#### TASK ITEM:
Reproduce every record below exactly, without the pictures.

#### DATASET EXCERPTS:
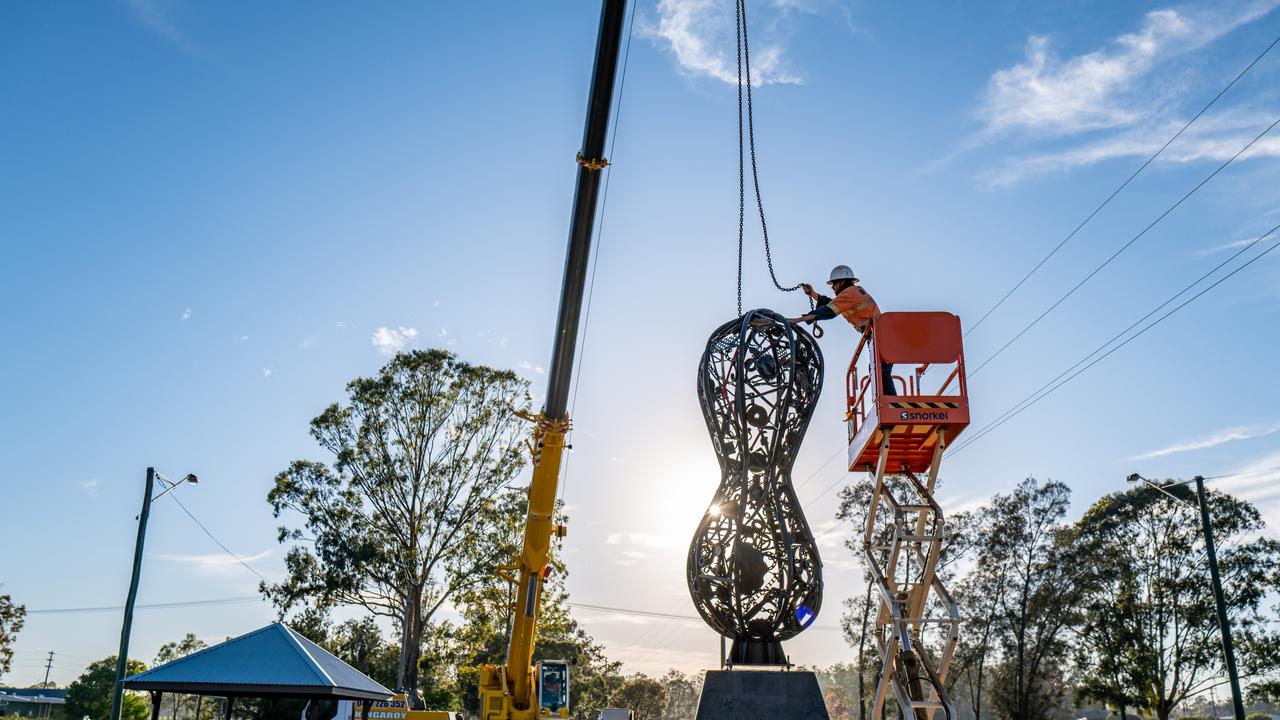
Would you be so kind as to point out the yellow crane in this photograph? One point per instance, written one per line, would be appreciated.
(516, 689)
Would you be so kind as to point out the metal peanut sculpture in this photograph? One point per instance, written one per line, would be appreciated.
(753, 568)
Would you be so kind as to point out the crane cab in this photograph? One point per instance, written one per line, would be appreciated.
(928, 402)
(552, 688)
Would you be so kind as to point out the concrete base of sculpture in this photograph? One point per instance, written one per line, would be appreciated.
(760, 695)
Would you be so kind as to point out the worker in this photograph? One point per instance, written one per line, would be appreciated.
(851, 302)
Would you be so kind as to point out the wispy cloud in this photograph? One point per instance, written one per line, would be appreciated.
(1104, 89)
(1121, 98)
(528, 365)
(216, 563)
(156, 16)
(699, 33)
(389, 341)
(1226, 246)
(639, 540)
(1212, 139)
(1212, 440)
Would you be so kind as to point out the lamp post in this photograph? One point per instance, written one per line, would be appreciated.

#### OUTPUT FOR THIS EXERCISE:
Would you be so kind as to point out the yellow crane in this photograph? One point per instance, written one per line, would be appreciated.
(516, 689)
Would you be so kind as to point out the metal peanut sculpture in this photograph? One point per instance, written one per line, would be appreciated.
(753, 568)
Would you be so kind as to point out the crane cab in this photograph? One point per instance, written one per line, would be appreciated.
(928, 402)
(552, 688)
Would you be so kind as to point out the concrete base of sculpture in this photograph? One point per instance, written one per line, would be appreciated.
(760, 695)
Would you be so kind as to point out the worker in this photograph? One point per instance, written one per line, would be appreciated.
(851, 302)
Would you be so kind as to point out the wispy cloud in this photograph? One point per instance, written one per line, would be appreciated.
(1104, 89)
(1121, 98)
(528, 365)
(216, 563)
(156, 16)
(699, 33)
(389, 341)
(1226, 246)
(639, 540)
(1212, 139)
(1212, 440)
Would you be so kind as to point out the lamp post in this photograph? One point per instance, written one per line, would be appreciated.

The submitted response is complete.